Repeat, exactly and in full, the lines of the listing below, but without any pictures.

-- Start Data shown --

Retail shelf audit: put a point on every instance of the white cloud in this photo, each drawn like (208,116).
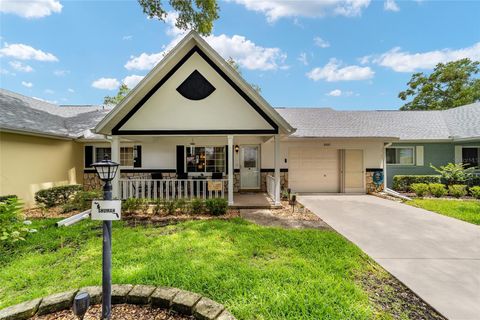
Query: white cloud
(319,42)
(245,52)
(390,5)
(334,70)
(132,81)
(303,58)
(335,93)
(106,83)
(31,8)
(276,9)
(403,61)
(25,52)
(61,73)
(18,66)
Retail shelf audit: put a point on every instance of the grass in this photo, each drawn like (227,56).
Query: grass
(466,210)
(257,272)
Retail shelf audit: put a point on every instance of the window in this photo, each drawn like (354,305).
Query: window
(401,155)
(126,155)
(205,159)
(470,156)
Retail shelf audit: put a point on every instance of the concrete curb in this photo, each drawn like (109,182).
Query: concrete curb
(181,301)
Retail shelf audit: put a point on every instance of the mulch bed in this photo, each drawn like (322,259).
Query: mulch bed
(119,312)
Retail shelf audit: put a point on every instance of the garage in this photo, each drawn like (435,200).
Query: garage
(313,169)
(325,170)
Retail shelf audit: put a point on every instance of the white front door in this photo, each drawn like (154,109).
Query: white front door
(250,167)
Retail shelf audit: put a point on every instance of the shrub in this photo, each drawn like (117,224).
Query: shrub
(216,206)
(82,200)
(57,195)
(457,190)
(403,182)
(197,206)
(420,189)
(7,197)
(11,227)
(475,192)
(437,189)
(454,173)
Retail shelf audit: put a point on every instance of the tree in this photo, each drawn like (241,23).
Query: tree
(236,67)
(122,92)
(196,15)
(450,85)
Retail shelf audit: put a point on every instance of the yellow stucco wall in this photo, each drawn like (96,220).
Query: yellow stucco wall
(29,164)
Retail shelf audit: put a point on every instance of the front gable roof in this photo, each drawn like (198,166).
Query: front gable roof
(225,104)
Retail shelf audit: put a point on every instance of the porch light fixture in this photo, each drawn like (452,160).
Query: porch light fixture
(106,170)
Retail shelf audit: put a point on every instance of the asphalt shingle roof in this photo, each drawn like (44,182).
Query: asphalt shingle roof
(23,113)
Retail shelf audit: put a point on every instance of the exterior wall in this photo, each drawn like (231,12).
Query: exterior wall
(30,163)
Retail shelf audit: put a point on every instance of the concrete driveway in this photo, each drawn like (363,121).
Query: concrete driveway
(436,256)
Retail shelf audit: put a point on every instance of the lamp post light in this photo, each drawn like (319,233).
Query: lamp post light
(106,171)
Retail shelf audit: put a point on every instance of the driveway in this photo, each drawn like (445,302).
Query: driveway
(436,256)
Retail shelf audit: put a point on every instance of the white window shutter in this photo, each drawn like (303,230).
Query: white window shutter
(419,155)
(458,154)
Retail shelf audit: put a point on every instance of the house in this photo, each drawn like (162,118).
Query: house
(193,121)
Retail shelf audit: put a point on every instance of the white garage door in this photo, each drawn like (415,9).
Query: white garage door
(313,170)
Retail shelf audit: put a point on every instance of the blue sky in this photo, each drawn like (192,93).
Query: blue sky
(345,54)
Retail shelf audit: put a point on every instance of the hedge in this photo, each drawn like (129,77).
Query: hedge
(403,182)
(57,195)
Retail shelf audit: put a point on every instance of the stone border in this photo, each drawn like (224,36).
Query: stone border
(181,301)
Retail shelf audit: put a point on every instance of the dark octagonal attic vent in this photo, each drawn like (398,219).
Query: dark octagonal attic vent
(195,87)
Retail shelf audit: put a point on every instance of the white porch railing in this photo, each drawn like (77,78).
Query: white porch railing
(271,186)
(169,189)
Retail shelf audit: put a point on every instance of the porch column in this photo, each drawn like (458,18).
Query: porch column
(230,170)
(115,145)
(277,169)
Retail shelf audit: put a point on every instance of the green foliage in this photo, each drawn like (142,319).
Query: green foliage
(122,93)
(7,197)
(82,200)
(196,15)
(450,85)
(420,189)
(403,182)
(216,206)
(197,206)
(12,229)
(457,190)
(454,173)
(57,195)
(437,189)
(475,192)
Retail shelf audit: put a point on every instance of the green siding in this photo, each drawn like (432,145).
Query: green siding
(437,154)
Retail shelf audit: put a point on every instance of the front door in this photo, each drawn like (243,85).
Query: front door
(250,167)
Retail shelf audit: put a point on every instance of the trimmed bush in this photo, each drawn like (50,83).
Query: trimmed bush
(8,197)
(475,192)
(403,182)
(457,190)
(420,189)
(437,189)
(57,195)
(216,206)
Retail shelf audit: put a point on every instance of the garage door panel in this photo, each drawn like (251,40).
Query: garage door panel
(313,170)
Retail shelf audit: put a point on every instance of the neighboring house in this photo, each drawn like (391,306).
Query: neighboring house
(194,116)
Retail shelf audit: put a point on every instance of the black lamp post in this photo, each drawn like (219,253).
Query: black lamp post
(106,171)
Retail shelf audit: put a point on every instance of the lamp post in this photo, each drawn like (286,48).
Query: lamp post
(106,171)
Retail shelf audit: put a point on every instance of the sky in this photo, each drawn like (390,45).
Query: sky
(343,54)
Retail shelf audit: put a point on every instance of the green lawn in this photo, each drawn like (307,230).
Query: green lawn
(257,272)
(466,210)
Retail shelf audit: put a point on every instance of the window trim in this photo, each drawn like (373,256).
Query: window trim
(204,173)
(414,156)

-- End Data shown --

Solved exercise:
Retail shelf audit: put a point on every instance of the white cloud in this photo, each drawn like (208,116).
Query: white cloud
(319,42)
(245,52)
(390,5)
(334,70)
(132,81)
(303,58)
(335,93)
(106,83)
(31,8)
(276,9)
(403,61)
(25,52)
(61,73)
(18,66)
Retail shelf audit: put a point on every instance of the grass in this photo, each drawn like (227,56).
Query: grass
(466,210)
(257,272)
Retail shelf audit: put a point on every instance of the window in this photo, each drawn like (354,305).
Query: window
(401,155)
(126,155)
(205,159)
(470,156)
Retail shelf audit: put a point on every instance of the concrete curb in this photo, each drawn like (109,182).
Query: concrete curb
(181,301)
Retail shelf audit: put a point on every instance of the mulch bed in this photo, each drawn like (322,259).
Query: mulch bed
(119,312)
Retail shelf audit: put a point on every instance of the garage in this photo, each drawn like (435,200).
Query: garage
(313,169)
(325,170)
Retail shelf audit: put a point on every instance of the white front door in this photo, each drawn like (154,109).
Query: white front door
(250,167)
Retail shelf audit: put a point on every instance of the shrub in this photo, each drawn like (117,224).
Query: shrub
(216,206)
(82,200)
(57,195)
(457,190)
(403,182)
(197,206)
(420,189)
(7,197)
(11,227)
(475,192)
(437,189)
(454,173)
Retail shelf audit: put a point on every instance of the tree in this photo, each drawn like (241,23).
Query: tree
(236,67)
(122,92)
(196,15)
(450,85)
Retail shelf audit: put a point on every instance of the yellow stucco wall in this photo, each drawn like (96,220).
Query: yellow stucco wall
(29,164)
Retail shelf audit: put a point on every instance of the front gable roof in this photo, each drawn like (198,166).
Query: front gable roof
(225,104)
Retail shelf audit: put a point on every instance of the porch light fixture in this photo, each drawn like (452,160).
Query: porch light fixture
(106,170)
Retail shelf audit: put a point on every instance of the asphalt shingle roof in this photo, each drawn like (44,182).
Query: asphalt shingle roof
(23,113)
Retail shelf audit: put a point on every instance of the exterior wall in this photo, each drawn like (231,12).
Query: exterior wall
(30,163)
Retail shelf audit: put a point on every instance of the concrete driveway in this photo, each drawn like (363,121).
Query: concrete driveway
(436,256)
Retail shelf audit: put a point on every instance of the lamp post light in this photo, each drawn like (319,233).
Query: lamp post light
(106,171)
Retail shelf audit: put a point on every instance of the driveway in this photo, each drawn like (445,302).
Query: driveway
(436,256)
Retail shelf audit: put a point on every instance of the white window shutter in this photo, each drawn like (303,230).
Query: white window shutter
(419,155)
(458,154)
Retail shelf audit: put a point on every instance of the house in this photo, each drawn like (162,118).
Query: house
(193,121)
Retail shelf audit: put a point on every instance of the white garage door in this photo, each drawn like (415,9).
Query: white garage door
(313,170)
Retail shelf audit: put a point on every instance of the blue sky in this photo, each drawn like (192,93).
Query: blue sky
(345,54)
Retail shelf audit: put a point on every instance of the hedge in this photo, each drawn like (129,77).
Query: hedge
(403,182)
(57,195)
Retail shelf audit: put a point on every instance of the stone border in this photo, each drawn like (224,36).
Query: stone border
(181,301)
Retail shelf audit: put a point on every instance of the dark octagonal attic vent in this photo, each drawn like (398,219).
Query: dark octagonal attic vent
(195,87)
Retail shelf audit: put a point on every instance of the white porch railing in this photo, each drawn like (77,78).
Query: white porch railing
(271,186)
(169,189)
Retail shelf audit: put a point on every instance of the porch column in this photo, each drawn like (458,18).
Query: porch column
(230,170)
(115,145)
(277,169)
Retail shelf audit: put a point on every instance of the green foliage in this photo, each drawn like (142,319).
Query: green foliage
(122,93)
(7,197)
(82,200)
(196,15)
(450,85)
(420,189)
(403,182)
(216,206)
(197,206)
(12,229)
(457,190)
(454,173)
(57,195)
(437,189)
(475,192)
Retail shelf audit: put a point on every instance of the green siding in this photo, each drawn like (432,145).
Query: green siding
(437,154)
Retail shelf audit: put a point on every instance of the front door in this photo, each drawn like (243,85).
Query: front door
(250,167)
Retail shelf audit: put a point on every instance of the trimmed bush in this photo, each drawn like (50,83).
Query: trimmed bush
(8,197)
(475,192)
(403,182)
(457,190)
(420,189)
(437,189)
(57,195)
(216,206)
Retail shelf audit: put a point on every instance of the garage door panel in this photo, each drawn like (251,40).
Query: garage door panel
(313,170)
Retail shelf audit: put a point on every instance of the neighboring house in this photo, each drawn like (391,306).
Query: neighboring house
(194,116)
Retail shelf audit: put a point on every instance of the black lamp post in this photo, each drawn like (219,253).
Query: black lamp post
(106,171)
Retail shelf audit: put a point on every instance of the lamp post in this photo, each drawn like (286,48).
Query: lamp post
(106,171)
Retail shelf audit: put a point on every instance of the sky in this photo, each drawn like (390,45).
Query: sky
(343,54)
Retail shelf audit: put a point on every instance of the green lawn in this photo, each drawn like (307,230).
Query: green lawn
(257,272)
(466,210)
Retail shelf audit: put a point on every instance of the window trim in this photo, each drawn like (373,256).
Query: window trim
(204,173)
(414,156)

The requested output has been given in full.